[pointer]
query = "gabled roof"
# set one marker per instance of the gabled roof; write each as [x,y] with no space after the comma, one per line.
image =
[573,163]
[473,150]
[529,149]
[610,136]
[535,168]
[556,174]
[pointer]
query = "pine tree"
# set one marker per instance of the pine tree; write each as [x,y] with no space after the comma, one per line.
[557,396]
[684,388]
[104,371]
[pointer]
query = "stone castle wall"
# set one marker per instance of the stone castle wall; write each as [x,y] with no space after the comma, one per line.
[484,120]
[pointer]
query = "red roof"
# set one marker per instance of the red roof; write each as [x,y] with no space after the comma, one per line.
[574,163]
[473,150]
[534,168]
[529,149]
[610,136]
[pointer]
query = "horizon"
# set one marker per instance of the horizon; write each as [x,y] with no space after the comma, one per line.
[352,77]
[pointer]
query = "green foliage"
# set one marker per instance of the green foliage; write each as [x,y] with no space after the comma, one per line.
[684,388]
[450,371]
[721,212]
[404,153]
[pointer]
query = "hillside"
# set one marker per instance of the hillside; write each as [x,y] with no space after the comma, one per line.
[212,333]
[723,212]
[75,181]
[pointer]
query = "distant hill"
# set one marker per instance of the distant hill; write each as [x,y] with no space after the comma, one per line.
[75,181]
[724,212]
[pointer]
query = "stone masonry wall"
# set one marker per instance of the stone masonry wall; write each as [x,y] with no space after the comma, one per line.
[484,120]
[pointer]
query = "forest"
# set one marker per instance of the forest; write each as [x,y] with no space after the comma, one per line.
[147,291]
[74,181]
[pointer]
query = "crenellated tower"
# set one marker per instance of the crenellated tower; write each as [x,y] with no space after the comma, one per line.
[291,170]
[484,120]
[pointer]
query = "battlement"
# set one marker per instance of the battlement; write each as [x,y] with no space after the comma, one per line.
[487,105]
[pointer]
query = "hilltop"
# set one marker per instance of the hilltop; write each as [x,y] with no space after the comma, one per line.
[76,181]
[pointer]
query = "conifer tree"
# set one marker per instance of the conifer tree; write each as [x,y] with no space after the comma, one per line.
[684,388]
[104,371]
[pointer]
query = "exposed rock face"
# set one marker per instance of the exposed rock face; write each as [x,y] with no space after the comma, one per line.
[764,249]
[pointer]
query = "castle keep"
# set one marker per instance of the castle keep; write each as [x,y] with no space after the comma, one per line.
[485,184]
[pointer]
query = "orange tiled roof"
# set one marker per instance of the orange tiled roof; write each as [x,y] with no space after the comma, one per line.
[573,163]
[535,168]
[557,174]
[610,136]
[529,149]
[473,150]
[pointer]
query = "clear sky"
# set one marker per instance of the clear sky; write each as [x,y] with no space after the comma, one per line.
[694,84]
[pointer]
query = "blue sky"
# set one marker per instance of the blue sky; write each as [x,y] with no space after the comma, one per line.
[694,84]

What to produce. Copy out all lines above holding "gabled".

Task answer.
query = "gabled roof"
# set one marker per instance of the gabled roof; write each as [x,y] with no space after the comma, one per line.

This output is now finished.